An episode of “Changing the Conversation” podcast
Ariel Britt and host Livia Davis discuss ways to have tough conversations, increase internal awareness, and examine privilege as strategies for embedding racial equity in recovery services.
January 25, 2021
Livia Davis, Host: [00:05] Hi, hello. And welcome to Changing the Conversation. I’m your host, Livia Davis. Our topic today is on racial equity in the recovery field, and we are going to focus on initiating progressive conversation strategies. My guest is Ariel Britt. She’s calling in from Denver, Colorado. Ariel is a senior director at the SAFE Project in Washington, DC, and we are very fortunate that she’s also an employee of C4 on an on-call basis. Ariel, thank you for joining us today.
Ariel Britt, Guest: [00:40] Hi, I’m so happy to be here. Thank you so much for having me. How are you?
Livia: [00:44] Very good. Thank you. So Ariel, next month is Black History Month. It’s coming in February. And you and I have had some conversations together and separate with various agencies and systems about how to have conversations around racial equity. And so before we talk about some specific strategies, I’m wondering Ariel, if you could just say a few words about why is this important, why now?

---+---

REQUIRED TASK 1:
From the podcast transcript, quote the passage starting with "January 25, 2021" and going on through "How are you?".
REQUIRED TASK 2:
According to the podcast transcript, what position does Ariel Britt hold at the SAFE Project?

---+---

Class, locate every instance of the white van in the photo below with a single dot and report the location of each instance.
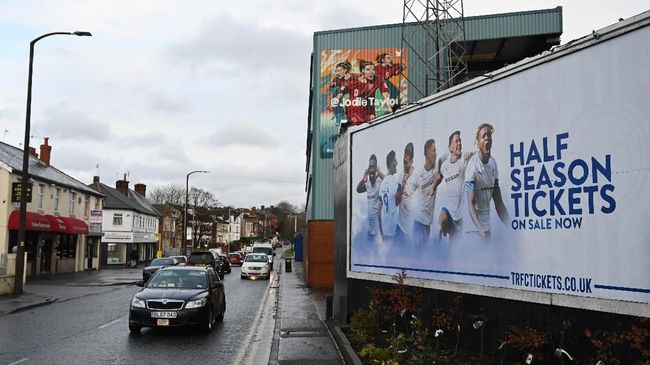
(265, 248)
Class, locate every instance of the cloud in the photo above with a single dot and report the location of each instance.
(65, 124)
(242, 47)
(243, 134)
(161, 102)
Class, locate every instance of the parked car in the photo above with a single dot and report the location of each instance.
(226, 264)
(157, 264)
(206, 258)
(182, 260)
(179, 296)
(235, 259)
(256, 265)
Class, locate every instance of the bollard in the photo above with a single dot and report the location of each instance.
(329, 301)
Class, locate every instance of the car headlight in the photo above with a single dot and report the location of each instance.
(196, 303)
(137, 302)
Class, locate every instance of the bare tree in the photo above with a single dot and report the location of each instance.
(283, 211)
(171, 193)
(202, 203)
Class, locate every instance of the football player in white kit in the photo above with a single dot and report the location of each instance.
(403, 199)
(450, 192)
(482, 184)
(388, 200)
(370, 184)
(425, 184)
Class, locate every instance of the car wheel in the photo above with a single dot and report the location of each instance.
(207, 326)
(223, 312)
(134, 328)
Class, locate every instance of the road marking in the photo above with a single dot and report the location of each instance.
(109, 323)
(19, 361)
(251, 348)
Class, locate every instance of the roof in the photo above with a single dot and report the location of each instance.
(12, 157)
(516, 24)
(116, 200)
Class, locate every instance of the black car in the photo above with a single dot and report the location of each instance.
(206, 258)
(179, 296)
(157, 264)
(226, 263)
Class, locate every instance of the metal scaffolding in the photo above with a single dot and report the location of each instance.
(433, 35)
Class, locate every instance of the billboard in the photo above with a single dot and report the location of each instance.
(357, 86)
(535, 181)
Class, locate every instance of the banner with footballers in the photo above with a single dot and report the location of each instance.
(357, 86)
(520, 183)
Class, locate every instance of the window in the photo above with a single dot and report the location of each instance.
(66, 246)
(87, 206)
(73, 197)
(57, 198)
(41, 189)
(117, 219)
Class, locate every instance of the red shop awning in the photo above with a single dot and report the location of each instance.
(74, 225)
(58, 225)
(34, 222)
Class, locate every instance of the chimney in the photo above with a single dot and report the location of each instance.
(46, 150)
(141, 189)
(122, 186)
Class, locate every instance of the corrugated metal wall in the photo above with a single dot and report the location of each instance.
(320, 195)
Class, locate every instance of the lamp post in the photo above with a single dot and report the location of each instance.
(187, 196)
(24, 178)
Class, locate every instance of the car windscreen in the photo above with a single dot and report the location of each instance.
(264, 250)
(256, 258)
(201, 258)
(162, 262)
(177, 279)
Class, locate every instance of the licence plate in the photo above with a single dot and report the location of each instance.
(163, 314)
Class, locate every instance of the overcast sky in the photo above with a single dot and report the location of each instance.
(165, 87)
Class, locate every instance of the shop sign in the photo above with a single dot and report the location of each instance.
(16, 189)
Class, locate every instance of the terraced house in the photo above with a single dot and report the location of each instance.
(60, 236)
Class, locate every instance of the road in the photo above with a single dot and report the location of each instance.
(93, 329)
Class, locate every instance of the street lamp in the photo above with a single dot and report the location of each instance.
(20, 252)
(187, 196)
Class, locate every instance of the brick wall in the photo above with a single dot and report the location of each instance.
(319, 254)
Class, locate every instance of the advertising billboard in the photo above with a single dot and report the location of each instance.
(357, 86)
(535, 181)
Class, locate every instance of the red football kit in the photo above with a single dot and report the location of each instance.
(384, 72)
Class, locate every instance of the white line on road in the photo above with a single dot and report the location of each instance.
(248, 352)
(110, 323)
(19, 361)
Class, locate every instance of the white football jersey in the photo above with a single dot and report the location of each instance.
(389, 207)
(451, 190)
(372, 192)
(424, 195)
(482, 179)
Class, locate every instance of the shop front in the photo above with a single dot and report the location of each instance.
(126, 249)
(51, 243)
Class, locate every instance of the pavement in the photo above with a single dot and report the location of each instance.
(300, 334)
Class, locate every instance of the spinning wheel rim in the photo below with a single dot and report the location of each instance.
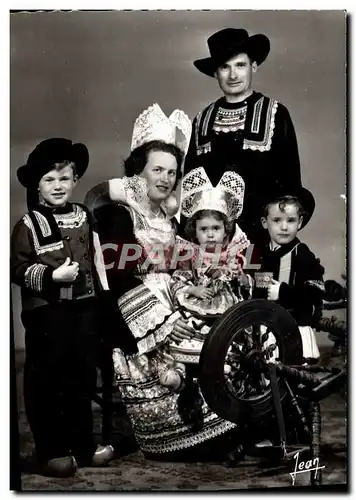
(213, 382)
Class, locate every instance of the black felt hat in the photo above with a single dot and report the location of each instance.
(304, 196)
(228, 43)
(49, 152)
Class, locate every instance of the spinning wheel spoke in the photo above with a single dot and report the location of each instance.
(233, 373)
(256, 336)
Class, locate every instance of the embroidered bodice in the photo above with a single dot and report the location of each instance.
(230, 117)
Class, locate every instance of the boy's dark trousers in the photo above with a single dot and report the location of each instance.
(62, 351)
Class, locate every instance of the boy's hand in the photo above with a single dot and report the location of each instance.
(273, 289)
(201, 292)
(67, 272)
(181, 331)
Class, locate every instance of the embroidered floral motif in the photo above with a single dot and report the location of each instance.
(266, 142)
(34, 277)
(38, 248)
(230, 120)
(152, 408)
(72, 219)
(43, 223)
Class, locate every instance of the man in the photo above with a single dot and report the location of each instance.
(244, 131)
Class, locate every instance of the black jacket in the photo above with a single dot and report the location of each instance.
(264, 153)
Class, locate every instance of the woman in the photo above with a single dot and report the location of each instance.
(163, 422)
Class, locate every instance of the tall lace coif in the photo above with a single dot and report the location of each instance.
(199, 194)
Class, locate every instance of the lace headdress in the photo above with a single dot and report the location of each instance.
(199, 194)
(153, 124)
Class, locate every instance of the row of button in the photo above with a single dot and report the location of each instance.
(81, 239)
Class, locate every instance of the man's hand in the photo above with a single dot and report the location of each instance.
(67, 272)
(273, 289)
(181, 331)
(201, 291)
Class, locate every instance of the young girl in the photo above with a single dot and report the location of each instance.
(290, 273)
(52, 260)
(211, 281)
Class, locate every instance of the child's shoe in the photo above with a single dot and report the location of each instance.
(60, 467)
(102, 456)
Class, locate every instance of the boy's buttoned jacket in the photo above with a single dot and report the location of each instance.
(41, 241)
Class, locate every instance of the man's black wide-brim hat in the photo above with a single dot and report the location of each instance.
(49, 152)
(229, 42)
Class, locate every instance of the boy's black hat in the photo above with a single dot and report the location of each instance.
(49, 152)
(229, 42)
(304, 196)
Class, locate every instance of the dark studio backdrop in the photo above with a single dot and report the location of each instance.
(88, 75)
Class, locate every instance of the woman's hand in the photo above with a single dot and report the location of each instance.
(273, 289)
(181, 331)
(201, 291)
(67, 272)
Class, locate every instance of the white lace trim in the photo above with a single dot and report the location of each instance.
(71, 220)
(38, 248)
(265, 144)
(34, 277)
(184, 441)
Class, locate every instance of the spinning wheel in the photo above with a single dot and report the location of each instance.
(247, 373)
(233, 375)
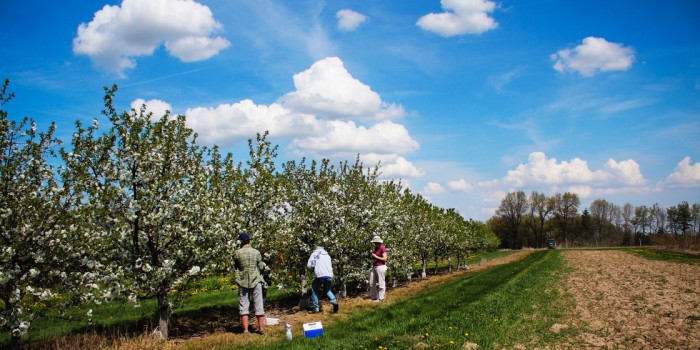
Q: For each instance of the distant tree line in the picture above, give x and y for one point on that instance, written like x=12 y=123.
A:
x=138 y=209
x=523 y=220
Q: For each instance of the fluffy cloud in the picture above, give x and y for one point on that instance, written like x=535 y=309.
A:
x=460 y=185
x=230 y=123
x=460 y=17
x=433 y=188
x=328 y=90
x=383 y=137
x=157 y=107
x=594 y=55
x=400 y=167
x=314 y=134
x=118 y=34
x=543 y=171
x=685 y=175
x=349 y=20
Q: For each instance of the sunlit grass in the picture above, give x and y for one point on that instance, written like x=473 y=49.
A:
x=497 y=305
x=196 y=303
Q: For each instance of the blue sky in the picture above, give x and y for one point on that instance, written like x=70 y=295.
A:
x=464 y=100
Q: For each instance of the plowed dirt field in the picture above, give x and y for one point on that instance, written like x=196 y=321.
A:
x=627 y=302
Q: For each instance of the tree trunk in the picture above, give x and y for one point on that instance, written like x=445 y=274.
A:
x=163 y=315
x=14 y=342
x=304 y=301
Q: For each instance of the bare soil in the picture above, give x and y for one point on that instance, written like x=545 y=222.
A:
x=627 y=302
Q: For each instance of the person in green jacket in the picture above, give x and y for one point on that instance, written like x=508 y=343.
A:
x=249 y=266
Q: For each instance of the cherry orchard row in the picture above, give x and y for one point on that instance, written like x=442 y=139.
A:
x=140 y=209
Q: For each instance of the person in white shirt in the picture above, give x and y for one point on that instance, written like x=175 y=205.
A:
x=320 y=263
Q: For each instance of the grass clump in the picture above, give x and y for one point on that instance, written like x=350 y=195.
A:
x=503 y=306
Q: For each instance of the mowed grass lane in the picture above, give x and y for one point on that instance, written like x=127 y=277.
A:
x=504 y=306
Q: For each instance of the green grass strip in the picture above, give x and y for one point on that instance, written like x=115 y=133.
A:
x=503 y=306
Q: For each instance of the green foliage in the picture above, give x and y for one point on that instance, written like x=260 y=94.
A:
x=496 y=305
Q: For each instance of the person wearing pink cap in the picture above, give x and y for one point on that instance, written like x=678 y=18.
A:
x=377 y=275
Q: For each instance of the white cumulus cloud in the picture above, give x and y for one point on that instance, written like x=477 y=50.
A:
x=118 y=34
x=227 y=124
x=383 y=137
x=433 y=188
x=686 y=175
x=327 y=89
x=541 y=170
x=349 y=20
x=460 y=17
x=460 y=185
x=594 y=55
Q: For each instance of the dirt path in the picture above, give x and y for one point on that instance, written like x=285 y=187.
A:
x=627 y=302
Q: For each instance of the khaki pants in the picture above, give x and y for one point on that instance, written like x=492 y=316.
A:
x=244 y=300
x=377 y=284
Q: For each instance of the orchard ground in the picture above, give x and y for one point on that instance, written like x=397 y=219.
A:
x=619 y=300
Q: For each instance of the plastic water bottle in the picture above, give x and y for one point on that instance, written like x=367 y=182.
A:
x=289 y=331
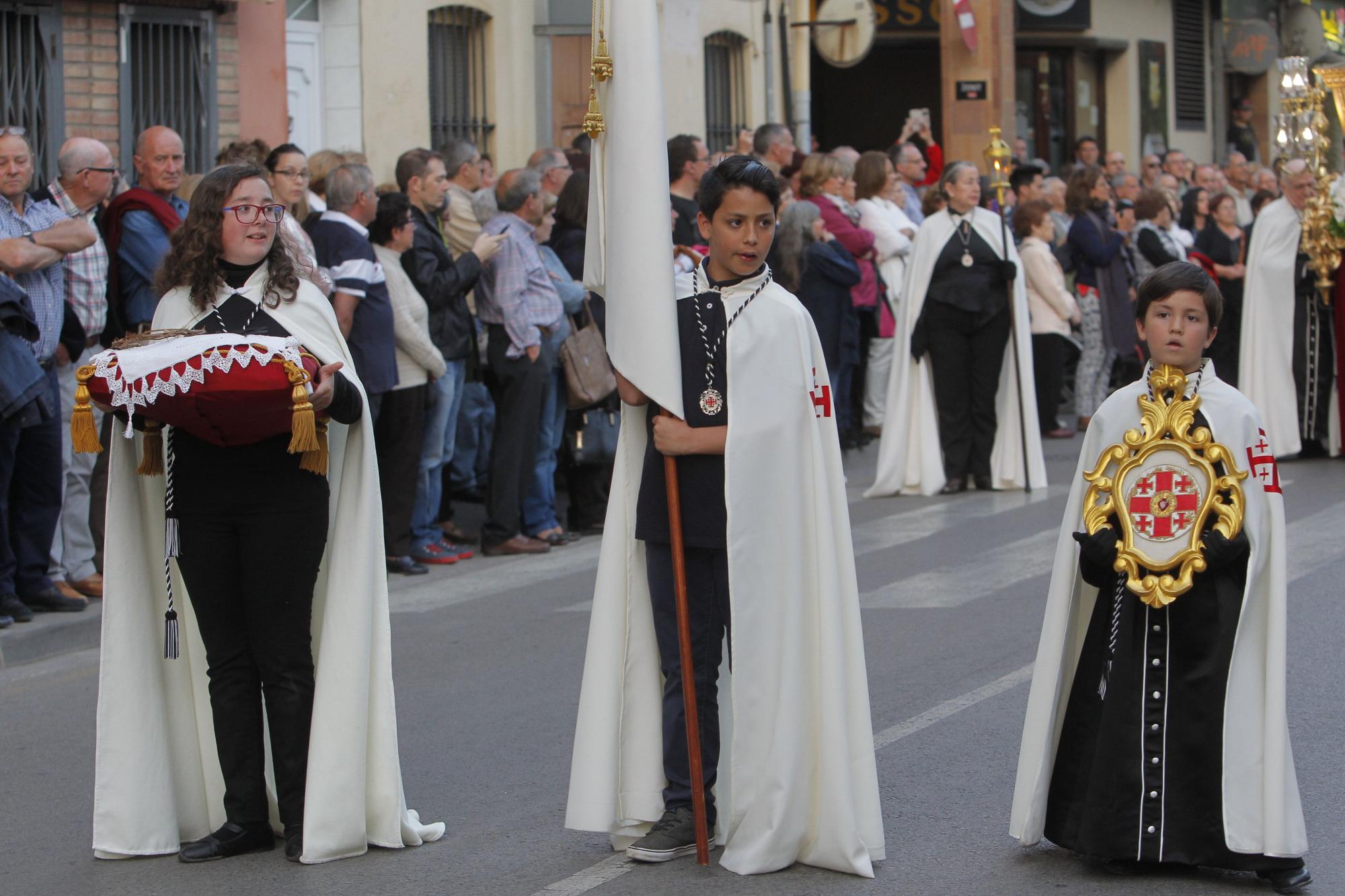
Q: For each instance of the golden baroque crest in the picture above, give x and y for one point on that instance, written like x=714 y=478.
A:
x=1163 y=486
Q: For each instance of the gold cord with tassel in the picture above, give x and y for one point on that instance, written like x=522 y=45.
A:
x=305 y=432
x=84 y=435
x=153 y=450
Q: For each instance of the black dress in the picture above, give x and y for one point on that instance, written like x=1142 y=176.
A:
x=1139 y=772
x=1223 y=251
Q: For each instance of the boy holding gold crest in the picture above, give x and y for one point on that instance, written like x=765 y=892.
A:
x=1157 y=729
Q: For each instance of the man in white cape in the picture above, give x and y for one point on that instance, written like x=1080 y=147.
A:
x=1250 y=782
x=158 y=779
x=797 y=776
x=1286 y=365
x=910 y=458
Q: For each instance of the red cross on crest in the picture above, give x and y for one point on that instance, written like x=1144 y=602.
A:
x=1262 y=462
x=1163 y=503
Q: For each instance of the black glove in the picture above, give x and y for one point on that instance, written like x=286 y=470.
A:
x=1100 y=548
x=1221 y=552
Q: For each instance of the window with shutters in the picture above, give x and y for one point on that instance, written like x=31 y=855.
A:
x=1190 y=64
x=30 y=87
x=169 y=79
x=726 y=89
x=458 y=84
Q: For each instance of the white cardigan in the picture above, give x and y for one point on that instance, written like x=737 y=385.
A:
x=419 y=360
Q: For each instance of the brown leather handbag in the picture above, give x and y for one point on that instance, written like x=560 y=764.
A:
x=588 y=372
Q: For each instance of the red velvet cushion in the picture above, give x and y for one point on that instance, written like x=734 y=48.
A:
x=236 y=408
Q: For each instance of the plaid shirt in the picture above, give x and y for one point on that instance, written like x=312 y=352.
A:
x=87 y=271
x=516 y=290
x=45 y=287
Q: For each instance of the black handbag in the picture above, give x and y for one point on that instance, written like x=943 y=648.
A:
x=591 y=436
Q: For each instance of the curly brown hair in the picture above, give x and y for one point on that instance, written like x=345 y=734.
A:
x=193 y=257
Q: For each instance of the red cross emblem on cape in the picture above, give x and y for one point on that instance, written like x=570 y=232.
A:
x=1262 y=463
x=1163 y=502
x=821 y=397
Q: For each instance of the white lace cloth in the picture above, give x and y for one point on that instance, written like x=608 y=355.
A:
x=139 y=376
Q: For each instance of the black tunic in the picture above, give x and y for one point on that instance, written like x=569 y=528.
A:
x=247 y=479
x=1164 y=701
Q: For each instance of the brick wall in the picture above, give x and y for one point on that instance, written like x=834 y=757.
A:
x=89 y=33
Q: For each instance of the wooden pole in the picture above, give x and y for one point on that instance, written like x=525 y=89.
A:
x=684 y=634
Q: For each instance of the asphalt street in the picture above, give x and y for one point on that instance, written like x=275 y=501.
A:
x=489 y=657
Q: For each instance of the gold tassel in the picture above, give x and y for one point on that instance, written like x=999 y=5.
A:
x=594 y=120
x=305 y=436
x=84 y=435
x=315 y=460
x=153 y=450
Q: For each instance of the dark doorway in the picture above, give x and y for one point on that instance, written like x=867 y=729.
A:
x=864 y=107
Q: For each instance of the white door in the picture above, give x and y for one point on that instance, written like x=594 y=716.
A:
x=305 y=77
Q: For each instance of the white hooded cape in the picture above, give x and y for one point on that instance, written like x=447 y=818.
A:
x=1266 y=350
x=797 y=779
x=158 y=779
x=1262 y=809
x=910 y=458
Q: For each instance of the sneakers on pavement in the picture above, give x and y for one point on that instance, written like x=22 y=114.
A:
x=15 y=608
x=672 y=837
x=434 y=555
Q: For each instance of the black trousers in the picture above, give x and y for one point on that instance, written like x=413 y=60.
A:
x=30 y=499
x=520 y=391
x=1048 y=369
x=966 y=354
x=251 y=581
x=708 y=602
x=399 y=431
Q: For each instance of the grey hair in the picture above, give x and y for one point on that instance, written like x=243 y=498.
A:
x=793 y=239
x=525 y=184
x=79 y=154
x=950 y=174
x=457 y=154
x=346 y=182
x=767 y=136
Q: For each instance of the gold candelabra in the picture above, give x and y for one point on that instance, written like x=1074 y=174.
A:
x=1301 y=132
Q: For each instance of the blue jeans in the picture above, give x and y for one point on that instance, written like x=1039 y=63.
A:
x=443 y=399
x=471 y=463
x=540 y=501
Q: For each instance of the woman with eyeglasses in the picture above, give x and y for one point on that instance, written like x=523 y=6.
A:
x=290 y=178
x=286 y=594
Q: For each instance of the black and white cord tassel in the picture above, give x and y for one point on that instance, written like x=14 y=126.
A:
x=171 y=546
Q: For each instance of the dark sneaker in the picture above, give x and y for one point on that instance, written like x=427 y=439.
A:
x=15 y=608
x=672 y=837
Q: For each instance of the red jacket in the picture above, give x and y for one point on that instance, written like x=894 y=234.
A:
x=859 y=243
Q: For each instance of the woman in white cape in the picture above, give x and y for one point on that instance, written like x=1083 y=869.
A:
x=910 y=455
x=158 y=775
x=798 y=779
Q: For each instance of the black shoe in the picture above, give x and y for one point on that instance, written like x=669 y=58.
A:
x=229 y=841
x=294 y=842
x=53 y=602
x=672 y=837
x=15 y=608
x=1289 y=880
x=407 y=567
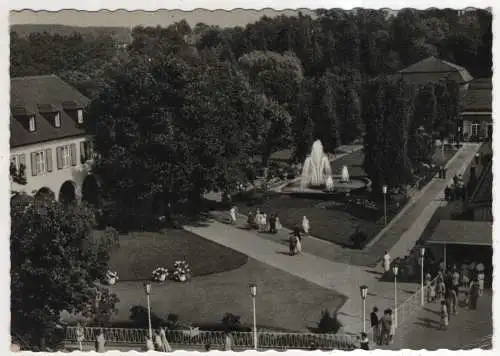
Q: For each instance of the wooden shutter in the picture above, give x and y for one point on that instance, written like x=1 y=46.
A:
x=73 y=154
x=48 y=159
x=83 y=156
x=59 y=157
x=33 y=164
x=22 y=160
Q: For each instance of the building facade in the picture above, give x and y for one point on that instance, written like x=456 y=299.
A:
x=50 y=149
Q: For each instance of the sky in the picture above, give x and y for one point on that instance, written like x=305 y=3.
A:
x=123 y=18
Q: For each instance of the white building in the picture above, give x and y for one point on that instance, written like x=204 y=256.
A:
x=48 y=140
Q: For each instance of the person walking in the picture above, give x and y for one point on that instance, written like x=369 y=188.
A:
x=364 y=343
x=386 y=324
x=480 y=278
x=232 y=214
x=444 y=315
x=374 y=323
x=305 y=225
x=474 y=294
x=272 y=223
x=165 y=344
x=278 y=224
x=387 y=262
x=453 y=301
x=228 y=341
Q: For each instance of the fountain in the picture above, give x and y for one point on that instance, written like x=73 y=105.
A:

---+---

EXERCISE OUTPUT 1:
January 25, 2021
Livia Davis, Host: [00:05] Hi, hello. And welcome to Changing the Conversation. I’m your host, Livia Davis. Our topic today is on racial equity in the recovery field, and we are going to focus on initiating progressive conversation strategies. My guest is Ariel Britt. She’s calling in from Denver, Colorado. Ariel is a senior director at the SAFE Project in Washington, DC, and we are very fortunate that she’s also an employee of C4 on an on-call basis. Ariel, thank you for joining us today.
Ariel Britt, Guest: [00:40] Hi, I’m so happy to be here. Thank you so much for having me. How are you?

EXERCISE OUTPUT 2:
She is a senior director at the SAFE Project in Washington, DC.